Aufgabe: Schreib alle folgenden Zeilen noch einmal ab und ersetze darin „Place a dot“ durch „Put a marker“. Alles andere bleibt gleich.

Vorliegende Zeilen:
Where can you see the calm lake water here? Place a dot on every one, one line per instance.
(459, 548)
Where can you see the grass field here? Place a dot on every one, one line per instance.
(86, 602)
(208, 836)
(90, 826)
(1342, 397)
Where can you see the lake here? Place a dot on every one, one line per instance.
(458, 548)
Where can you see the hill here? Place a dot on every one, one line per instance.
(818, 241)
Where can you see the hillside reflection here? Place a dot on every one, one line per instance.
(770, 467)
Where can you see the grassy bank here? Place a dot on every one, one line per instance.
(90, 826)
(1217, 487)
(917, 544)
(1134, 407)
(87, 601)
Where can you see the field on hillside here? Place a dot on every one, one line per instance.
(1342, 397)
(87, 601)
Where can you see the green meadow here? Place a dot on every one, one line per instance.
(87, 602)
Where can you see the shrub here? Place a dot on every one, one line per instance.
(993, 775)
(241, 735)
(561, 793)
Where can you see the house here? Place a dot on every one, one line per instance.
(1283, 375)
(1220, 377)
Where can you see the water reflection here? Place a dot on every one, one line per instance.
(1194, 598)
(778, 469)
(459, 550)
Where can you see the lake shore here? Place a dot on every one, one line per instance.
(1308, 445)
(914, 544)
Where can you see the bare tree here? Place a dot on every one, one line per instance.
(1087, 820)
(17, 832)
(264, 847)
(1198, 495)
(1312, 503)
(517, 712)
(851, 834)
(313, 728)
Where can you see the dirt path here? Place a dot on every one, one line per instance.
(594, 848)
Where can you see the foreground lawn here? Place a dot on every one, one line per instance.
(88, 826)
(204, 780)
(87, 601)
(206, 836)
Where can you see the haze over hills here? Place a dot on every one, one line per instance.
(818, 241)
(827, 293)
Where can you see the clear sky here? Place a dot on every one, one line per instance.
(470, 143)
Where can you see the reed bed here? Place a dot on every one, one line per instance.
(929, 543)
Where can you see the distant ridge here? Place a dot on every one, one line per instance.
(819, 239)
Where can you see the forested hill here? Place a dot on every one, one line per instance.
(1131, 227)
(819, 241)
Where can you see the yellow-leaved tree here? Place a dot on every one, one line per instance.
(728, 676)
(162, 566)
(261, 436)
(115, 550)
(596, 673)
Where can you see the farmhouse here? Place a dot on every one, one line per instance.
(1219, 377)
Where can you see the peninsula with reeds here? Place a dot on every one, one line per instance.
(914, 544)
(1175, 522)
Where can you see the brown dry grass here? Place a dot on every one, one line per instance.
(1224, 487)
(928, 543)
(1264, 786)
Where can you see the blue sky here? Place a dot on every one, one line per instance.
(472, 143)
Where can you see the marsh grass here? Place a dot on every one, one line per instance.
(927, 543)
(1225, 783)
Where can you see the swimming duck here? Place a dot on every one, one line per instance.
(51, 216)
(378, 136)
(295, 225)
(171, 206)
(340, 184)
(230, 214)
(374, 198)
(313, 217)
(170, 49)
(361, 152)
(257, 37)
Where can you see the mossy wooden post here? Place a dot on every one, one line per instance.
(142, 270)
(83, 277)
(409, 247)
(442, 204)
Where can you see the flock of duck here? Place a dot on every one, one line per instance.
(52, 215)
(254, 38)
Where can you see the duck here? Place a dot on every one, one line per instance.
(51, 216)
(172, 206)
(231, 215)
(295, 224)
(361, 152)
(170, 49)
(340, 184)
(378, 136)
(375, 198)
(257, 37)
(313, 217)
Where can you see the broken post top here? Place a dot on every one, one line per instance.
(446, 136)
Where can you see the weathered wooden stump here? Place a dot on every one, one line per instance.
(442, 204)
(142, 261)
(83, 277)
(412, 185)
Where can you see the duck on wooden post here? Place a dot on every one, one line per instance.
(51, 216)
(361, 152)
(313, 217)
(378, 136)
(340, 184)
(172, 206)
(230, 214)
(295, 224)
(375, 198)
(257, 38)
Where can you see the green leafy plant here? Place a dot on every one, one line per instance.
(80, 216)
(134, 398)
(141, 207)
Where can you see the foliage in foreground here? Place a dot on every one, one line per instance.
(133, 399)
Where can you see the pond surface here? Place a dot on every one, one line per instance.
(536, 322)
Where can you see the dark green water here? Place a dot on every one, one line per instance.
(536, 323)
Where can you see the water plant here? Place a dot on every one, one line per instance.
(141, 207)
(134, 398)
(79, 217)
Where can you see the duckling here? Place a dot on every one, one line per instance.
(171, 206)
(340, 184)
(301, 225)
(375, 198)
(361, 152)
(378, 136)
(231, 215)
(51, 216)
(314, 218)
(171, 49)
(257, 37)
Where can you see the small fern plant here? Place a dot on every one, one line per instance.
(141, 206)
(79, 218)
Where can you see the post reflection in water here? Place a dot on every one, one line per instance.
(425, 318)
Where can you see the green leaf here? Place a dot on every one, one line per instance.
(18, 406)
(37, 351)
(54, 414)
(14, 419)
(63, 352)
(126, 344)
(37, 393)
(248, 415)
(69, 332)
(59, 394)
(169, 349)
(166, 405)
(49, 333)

Erwartete Antwort:
Where can you see the calm lake water here? Put a marker on every one, one line per instance.
(459, 548)
Where can you see the grass field here? Put a marker on every one, one line per instance.
(86, 602)
(208, 836)
(90, 826)
(1342, 397)
Where can you see the lake here? Put a marker on every one, one line per instance.
(458, 548)
Where can you see the hill here? Put a marker on every one, one line per instance.
(818, 241)
Where can you see the hillside reflection here? Put a marker on every one, one line per instance.
(770, 467)
Where can you see the grassy bank here? Put a marker on every one, one line per instance.
(90, 826)
(1217, 487)
(917, 544)
(1134, 407)
(87, 601)
Where can you see the field on hillside here? Put a marker on every one, one line per instance.
(1342, 397)
(87, 601)
Where can you see the green meadow here? Put a marker on every one, one line per instance.
(87, 602)
Where can you see the shrub here? Put a marker on every one, one line per instance.
(993, 775)
(241, 735)
(561, 793)
Where can you see the house here? Put a marker on every one, one line per instance.
(1283, 375)
(1220, 377)
Where can you see the water reflection here? Put a marker on every one, one line per instance.
(1194, 598)
(778, 469)
(459, 550)
Where can you see the lake shore here? Put a marker on every one, one line per instance.
(1308, 445)
(914, 544)
Where can you see the bare tree here? Put a marker on every one, one line per instance.
(1087, 820)
(17, 832)
(264, 847)
(1198, 495)
(1312, 503)
(517, 712)
(851, 834)
(313, 728)
Where can you see the dirt path here? Put a marker on every one, one line per instance.
(594, 848)
Where can you see the foreground lawn here? Put a marker on every one, one line per instance.
(88, 826)
(204, 780)
(87, 601)
(206, 836)
Where can you see the haze over hills here? Put a marker on every one, one line per instance.
(818, 241)
(827, 293)
Where can you see the clear sky here? Put a marker on every one, one line per instance.
(470, 143)
Where can you see the reed bed here? Put a marker on every one, one line per instance.
(929, 543)
Where can you see the distant ridge here? Put a marker on every one, one line per instance.
(819, 239)
Where can you see the forested hill here? Put a marker on every one, one line per instance.
(1131, 227)
(819, 241)
Where can you see the yellow-leaved tree here? Put a marker on every one, one line per instance.
(728, 676)
(162, 566)
(261, 436)
(115, 550)
(596, 673)
Where can you see the farmhouse here? Put a marker on every one, one line per instance.
(1219, 377)
Where can you see the peninsula with reeds here? Put a marker on every one, one line per instance.
(914, 544)
(1175, 522)
Where can you see the brown dry grass here? Put a marker on every one, one line per instance.
(1224, 487)
(928, 543)
(1264, 786)
Where can you see the blue sky here? Put a marker on every one, one line per instance.
(472, 143)
Where can you see the marsh grass here? Put a marker on every one, one line per instance.
(927, 543)
(1225, 783)
Where can you see the swimming duck here? Put a marker on every one, one line per instance.
(51, 216)
(378, 136)
(295, 225)
(171, 206)
(340, 184)
(230, 214)
(374, 198)
(313, 217)
(170, 49)
(361, 152)
(257, 37)
Where can you see the mossy wooden post here? Put a marker on every one, one line per instance.
(142, 270)
(83, 277)
(409, 247)
(442, 204)
Where can you see the flock of duck here? Put a marker on every one, one line per instance.
(52, 215)
(254, 38)
Where can you see the duck here? Put a marker on every one, one line per instance.
(51, 216)
(172, 206)
(231, 215)
(295, 224)
(361, 152)
(170, 49)
(340, 184)
(378, 136)
(375, 198)
(257, 37)
(313, 217)
Where can you see the broken post top here? Put a marker on every one, one line per instance.
(446, 136)
Where can you see the weathered wooden stump here? Put a marker on every one, one line per instance.
(442, 204)
(142, 261)
(83, 277)
(412, 185)
Where can you see the duck on wooden post here? Put a marker on every one, one line per instance.
(51, 216)
(361, 152)
(313, 217)
(378, 136)
(340, 184)
(172, 206)
(230, 214)
(295, 224)
(375, 198)
(257, 38)
Where can you see the green leafy plant here? Put a marker on every one, one line per instance.
(80, 216)
(134, 398)
(141, 207)
Where can you see the foliage in foreground here? Put a marker on every one, one line per instance.
(133, 399)
Where can you see the pond surface here? Put a marker on every one, one line per instance.
(536, 322)
Where can you see the dark green water here? Put a marker on every one, one line per instance.
(536, 323)
Where can you see the water plant here? Put a marker on every one, one line per instance.
(141, 207)
(134, 398)
(79, 217)
Where can you see the duckling here? Put a marker on every one, one line per instance.
(171, 206)
(340, 184)
(301, 225)
(375, 198)
(361, 152)
(378, 136)
(231, 215)
(51, 216)
(314, 218)
(171, 49)
(257, 37)
Where can you see the small fern plant here? Put a marker on every one, one line per instance.
(141, 206)
(79, 218)
Where can you see the post reflection in water here? Put a marker on every one, one line per instance.
(425, 318)
Where can you see the green leaf here? Put a marker on every one, one line per instance.
(18, 406)
(37, 351)
(54, 414)
(14, 419)
(63, 352)
(126, 344)
(37, 393)
(248, 415)
(69, 332)
(59, 394)
(169, 349)
(166, 405)
(49, 333)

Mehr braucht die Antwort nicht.